Esercizio proposto 1:
Modifica i record compresi tra la riga che contiene "where: tall tree trunk" e quella che contiene "[295,38,328,85]", estremi inclusi: al posto di "dark bear cub" scrivi "black bear cub" senza cambiare nient'altro, e riporta soltanto quelle righe.

++++ Estratto fornito ++++

"Conversazione con Giuseppe Piccioni"
di Ignazio
Senatore - Falsopiano Edizioni - 2012
Introduzione
Ho incontrato la prima volta Giuseppe a luglio
del 2009 per la proiezione a Napoli del suo
Giulia non esce la sera, nell’ambito
della Rassegna “Accordi e Disaccordi”,
ideata da Pietro Pizzimento, alla quale collaboro da alcuni anni. Dopo averlo
presentato al pubblico, demmo loro appuntamento al termine della proiezione per
il consueto dibattito sul film. Per ingannare l’attesa, invitai Giuseppe a
mangiare una pizza in un locale vicino al Parco del Poggio, il magnifico spazio
all’aperto che ospita ogni anno la rassegna napoletana.Sono sempre stato un suo
ammiratore e, come uno scolaretto che voleva fare bella figura, per rompere il
ghiaccio, mi affrettai a dire che ero rimasto abbagliato da
Giulia non esce di casa e che lo avevo
ricoperto di elogi nella mia recensione su “Segno Cinema”. Giuseppe non l’aveva
letta e gli promisi che gliel’avrei spedita tramite e-mail. Tra un sorso di
birra ed un trancio di pizza, iniziammo a chiacchierare del più e del meno ed
ebbi la netta impressione di conoscerlo da sempre. Pacato, riflessivo, misurato,
Giuseppe rispose con estrema disponibilità alle domande sul suo cinema, sulla
scelta degli attori e quando, per stuzzicarlo, lo presi in giro per la
pasticciata rappresentazione della psicoanalista di
Condannato a nozze, dopo essersi inizialmente difeso, concordò,
divertito, con le mie critiche e mi raccontò qualche simpatico aneddoto relativo
al film. Gli accennai poi alla proiezione che avevo organizzato nel dicembre 2001 in Aula Magna dell’Università “Federico II”

++++

Esercizio proposto 2:
Rispondi alle seguenti domande sull'estratto fornito.
(a) In quale mese e anno l'autore incontrò Giuseppe per la prima volta?
(b) Chi ideò la rassegna "Accordi e Disaccordi"?
(c) Su quale rivista era uscita la recensione dell'autore?

++++ Dati forniti ++++

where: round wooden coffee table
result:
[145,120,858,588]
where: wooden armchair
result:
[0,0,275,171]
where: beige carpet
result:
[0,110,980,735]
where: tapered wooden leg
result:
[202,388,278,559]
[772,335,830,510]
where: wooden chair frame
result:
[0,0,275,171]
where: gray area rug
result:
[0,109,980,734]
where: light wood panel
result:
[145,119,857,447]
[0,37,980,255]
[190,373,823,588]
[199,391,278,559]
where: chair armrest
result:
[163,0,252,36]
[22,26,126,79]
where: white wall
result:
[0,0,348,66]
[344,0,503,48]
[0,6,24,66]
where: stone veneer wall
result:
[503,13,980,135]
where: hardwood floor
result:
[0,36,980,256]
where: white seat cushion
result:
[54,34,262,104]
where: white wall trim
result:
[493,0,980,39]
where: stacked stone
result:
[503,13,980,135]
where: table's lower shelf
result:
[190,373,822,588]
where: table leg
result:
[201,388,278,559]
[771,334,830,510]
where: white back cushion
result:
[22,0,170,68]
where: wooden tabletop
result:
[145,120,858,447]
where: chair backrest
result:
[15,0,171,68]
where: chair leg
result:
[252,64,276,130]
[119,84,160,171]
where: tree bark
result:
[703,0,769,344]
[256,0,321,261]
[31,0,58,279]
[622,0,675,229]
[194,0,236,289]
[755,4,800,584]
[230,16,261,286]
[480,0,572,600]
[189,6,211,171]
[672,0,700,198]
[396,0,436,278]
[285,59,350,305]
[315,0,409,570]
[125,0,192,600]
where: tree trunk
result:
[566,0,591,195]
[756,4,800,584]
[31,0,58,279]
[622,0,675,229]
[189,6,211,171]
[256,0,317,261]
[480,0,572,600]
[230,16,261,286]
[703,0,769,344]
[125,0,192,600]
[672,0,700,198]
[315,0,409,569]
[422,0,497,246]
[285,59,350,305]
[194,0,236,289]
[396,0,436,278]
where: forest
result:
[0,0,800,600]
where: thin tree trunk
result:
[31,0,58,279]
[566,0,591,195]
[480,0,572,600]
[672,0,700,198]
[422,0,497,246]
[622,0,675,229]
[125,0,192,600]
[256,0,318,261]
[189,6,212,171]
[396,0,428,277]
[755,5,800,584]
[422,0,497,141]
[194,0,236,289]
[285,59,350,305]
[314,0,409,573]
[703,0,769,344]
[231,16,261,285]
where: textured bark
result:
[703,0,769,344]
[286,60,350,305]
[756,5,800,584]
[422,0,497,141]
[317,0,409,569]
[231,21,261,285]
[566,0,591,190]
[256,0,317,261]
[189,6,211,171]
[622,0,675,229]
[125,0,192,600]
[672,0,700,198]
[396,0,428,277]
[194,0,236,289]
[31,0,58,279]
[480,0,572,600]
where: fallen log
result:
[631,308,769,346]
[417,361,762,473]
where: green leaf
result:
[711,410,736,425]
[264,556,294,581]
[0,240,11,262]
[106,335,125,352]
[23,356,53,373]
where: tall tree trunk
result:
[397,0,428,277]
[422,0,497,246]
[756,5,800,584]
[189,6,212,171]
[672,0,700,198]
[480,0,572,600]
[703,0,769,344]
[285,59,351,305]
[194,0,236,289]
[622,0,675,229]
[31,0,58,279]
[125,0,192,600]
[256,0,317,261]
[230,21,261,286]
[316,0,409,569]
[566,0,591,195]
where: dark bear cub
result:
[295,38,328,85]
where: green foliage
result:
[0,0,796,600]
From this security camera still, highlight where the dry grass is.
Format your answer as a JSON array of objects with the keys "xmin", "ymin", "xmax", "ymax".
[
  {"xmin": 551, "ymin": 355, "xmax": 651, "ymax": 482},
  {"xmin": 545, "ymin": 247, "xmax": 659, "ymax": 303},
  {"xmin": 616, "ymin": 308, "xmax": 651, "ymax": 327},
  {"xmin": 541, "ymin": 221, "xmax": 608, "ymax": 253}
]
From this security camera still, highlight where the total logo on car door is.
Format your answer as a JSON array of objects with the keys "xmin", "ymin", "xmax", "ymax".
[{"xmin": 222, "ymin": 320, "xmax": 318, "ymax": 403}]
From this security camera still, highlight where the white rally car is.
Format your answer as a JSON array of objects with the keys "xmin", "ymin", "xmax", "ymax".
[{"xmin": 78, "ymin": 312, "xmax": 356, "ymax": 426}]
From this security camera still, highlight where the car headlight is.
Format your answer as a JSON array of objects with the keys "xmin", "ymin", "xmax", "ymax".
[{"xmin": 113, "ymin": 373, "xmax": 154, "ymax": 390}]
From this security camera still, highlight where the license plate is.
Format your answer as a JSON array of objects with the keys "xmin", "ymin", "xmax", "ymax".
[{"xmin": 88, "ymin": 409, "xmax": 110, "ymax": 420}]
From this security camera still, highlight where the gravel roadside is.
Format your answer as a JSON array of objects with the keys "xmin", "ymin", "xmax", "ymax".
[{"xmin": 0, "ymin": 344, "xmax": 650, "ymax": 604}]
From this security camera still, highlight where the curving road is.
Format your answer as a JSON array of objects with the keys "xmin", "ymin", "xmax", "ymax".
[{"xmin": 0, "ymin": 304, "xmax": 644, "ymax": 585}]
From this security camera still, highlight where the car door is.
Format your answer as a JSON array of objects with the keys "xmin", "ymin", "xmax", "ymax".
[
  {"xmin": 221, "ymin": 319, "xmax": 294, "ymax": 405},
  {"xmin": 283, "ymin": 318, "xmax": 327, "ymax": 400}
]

++++
++++ Dati forniti ++++

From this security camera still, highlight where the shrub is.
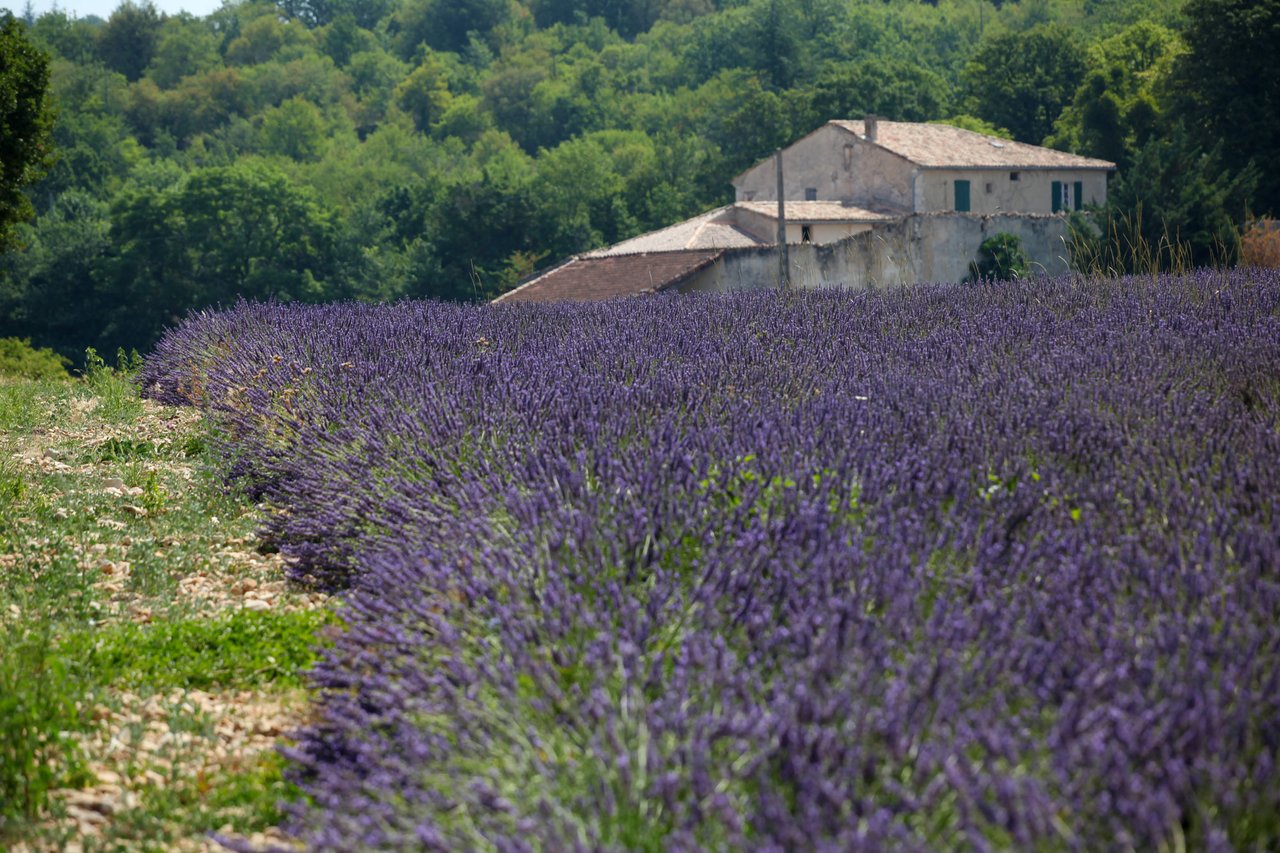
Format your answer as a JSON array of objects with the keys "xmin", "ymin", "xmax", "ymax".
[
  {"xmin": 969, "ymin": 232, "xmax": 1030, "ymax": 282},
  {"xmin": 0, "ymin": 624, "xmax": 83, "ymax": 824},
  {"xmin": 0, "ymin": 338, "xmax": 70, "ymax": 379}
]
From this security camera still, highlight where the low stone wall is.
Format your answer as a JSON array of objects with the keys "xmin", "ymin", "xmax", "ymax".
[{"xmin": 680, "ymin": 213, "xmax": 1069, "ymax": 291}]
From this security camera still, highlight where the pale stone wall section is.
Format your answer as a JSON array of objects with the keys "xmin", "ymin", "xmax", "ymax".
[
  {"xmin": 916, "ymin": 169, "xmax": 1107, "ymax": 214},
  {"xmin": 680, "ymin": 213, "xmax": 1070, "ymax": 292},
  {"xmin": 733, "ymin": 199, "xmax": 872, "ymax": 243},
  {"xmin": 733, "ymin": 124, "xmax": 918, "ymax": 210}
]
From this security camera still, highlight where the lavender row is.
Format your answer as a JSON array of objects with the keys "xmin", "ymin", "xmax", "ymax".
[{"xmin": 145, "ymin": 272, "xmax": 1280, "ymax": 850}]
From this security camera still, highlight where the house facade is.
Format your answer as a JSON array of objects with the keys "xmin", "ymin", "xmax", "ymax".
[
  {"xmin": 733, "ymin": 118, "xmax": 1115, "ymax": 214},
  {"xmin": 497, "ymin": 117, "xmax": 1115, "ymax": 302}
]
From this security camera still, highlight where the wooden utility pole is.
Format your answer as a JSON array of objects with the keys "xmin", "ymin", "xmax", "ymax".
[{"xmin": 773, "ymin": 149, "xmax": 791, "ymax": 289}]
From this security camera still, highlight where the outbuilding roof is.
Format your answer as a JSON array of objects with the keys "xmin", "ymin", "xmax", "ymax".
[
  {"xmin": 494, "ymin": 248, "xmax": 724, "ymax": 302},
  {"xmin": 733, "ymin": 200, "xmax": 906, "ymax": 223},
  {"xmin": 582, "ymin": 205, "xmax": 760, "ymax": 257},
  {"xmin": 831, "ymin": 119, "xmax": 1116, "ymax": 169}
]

++++
++++ Dati forniti ++++

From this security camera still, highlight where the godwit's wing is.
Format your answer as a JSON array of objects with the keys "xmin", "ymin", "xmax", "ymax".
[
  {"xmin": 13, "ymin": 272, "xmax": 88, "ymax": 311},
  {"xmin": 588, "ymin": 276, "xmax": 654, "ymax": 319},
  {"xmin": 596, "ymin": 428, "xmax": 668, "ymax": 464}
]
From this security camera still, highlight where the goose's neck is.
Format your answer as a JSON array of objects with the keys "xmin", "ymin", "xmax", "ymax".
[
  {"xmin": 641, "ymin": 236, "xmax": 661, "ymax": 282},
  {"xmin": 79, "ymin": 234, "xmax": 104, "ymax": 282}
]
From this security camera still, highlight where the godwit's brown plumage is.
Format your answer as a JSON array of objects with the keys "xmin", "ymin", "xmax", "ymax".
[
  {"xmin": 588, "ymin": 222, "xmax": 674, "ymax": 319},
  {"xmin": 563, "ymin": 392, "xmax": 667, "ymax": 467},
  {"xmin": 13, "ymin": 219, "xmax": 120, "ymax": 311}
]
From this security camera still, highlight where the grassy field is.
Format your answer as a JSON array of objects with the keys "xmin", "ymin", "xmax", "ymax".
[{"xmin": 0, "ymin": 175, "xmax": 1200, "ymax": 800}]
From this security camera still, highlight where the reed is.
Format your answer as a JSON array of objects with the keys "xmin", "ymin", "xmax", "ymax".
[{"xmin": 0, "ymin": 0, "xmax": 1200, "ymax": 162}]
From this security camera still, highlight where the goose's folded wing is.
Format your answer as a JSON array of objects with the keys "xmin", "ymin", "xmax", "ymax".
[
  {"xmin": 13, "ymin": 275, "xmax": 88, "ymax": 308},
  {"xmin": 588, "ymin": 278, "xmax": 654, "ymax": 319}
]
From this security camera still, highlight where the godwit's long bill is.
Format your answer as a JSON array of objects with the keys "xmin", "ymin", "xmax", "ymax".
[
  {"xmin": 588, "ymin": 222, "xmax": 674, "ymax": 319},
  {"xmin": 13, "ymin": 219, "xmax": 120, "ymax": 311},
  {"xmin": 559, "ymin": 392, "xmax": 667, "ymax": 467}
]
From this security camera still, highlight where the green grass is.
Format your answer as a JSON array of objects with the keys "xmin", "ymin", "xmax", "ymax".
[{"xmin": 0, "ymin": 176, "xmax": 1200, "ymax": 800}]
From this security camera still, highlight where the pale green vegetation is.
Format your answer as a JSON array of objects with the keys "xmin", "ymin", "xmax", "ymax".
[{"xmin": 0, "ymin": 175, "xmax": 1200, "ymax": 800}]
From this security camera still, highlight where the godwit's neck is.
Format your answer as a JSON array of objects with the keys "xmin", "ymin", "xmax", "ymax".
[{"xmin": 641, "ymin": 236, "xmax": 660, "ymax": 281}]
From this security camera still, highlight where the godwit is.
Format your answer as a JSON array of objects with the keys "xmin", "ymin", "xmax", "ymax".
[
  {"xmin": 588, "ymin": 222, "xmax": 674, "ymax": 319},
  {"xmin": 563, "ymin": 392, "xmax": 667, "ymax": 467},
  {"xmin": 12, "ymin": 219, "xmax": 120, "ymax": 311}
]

++++

Risultato corretto 1:
where: tall tree trunk
result:
[397,0,428,277]
[422,0,497,246]
[756,5,800,584]
[189,6,212,171]
[672,0,700,198]
[480,0,572,600]
[703,0,769,344]
[285,59,351,305]
[194,0,236,289]
[622,0,675,229]
[31,0,58,279]
[125,0,192,600]
[256,0,317,261]
[230,21,261,286]
[316,0,409,569]
[566,0,591,195]
where: black bear cub
result:
[295,38,328,85]

Risultato corretto 2:
(a) A luglio del 2009.
(b) Pietro Pizzimento.
(c) Su "Segno Cinema".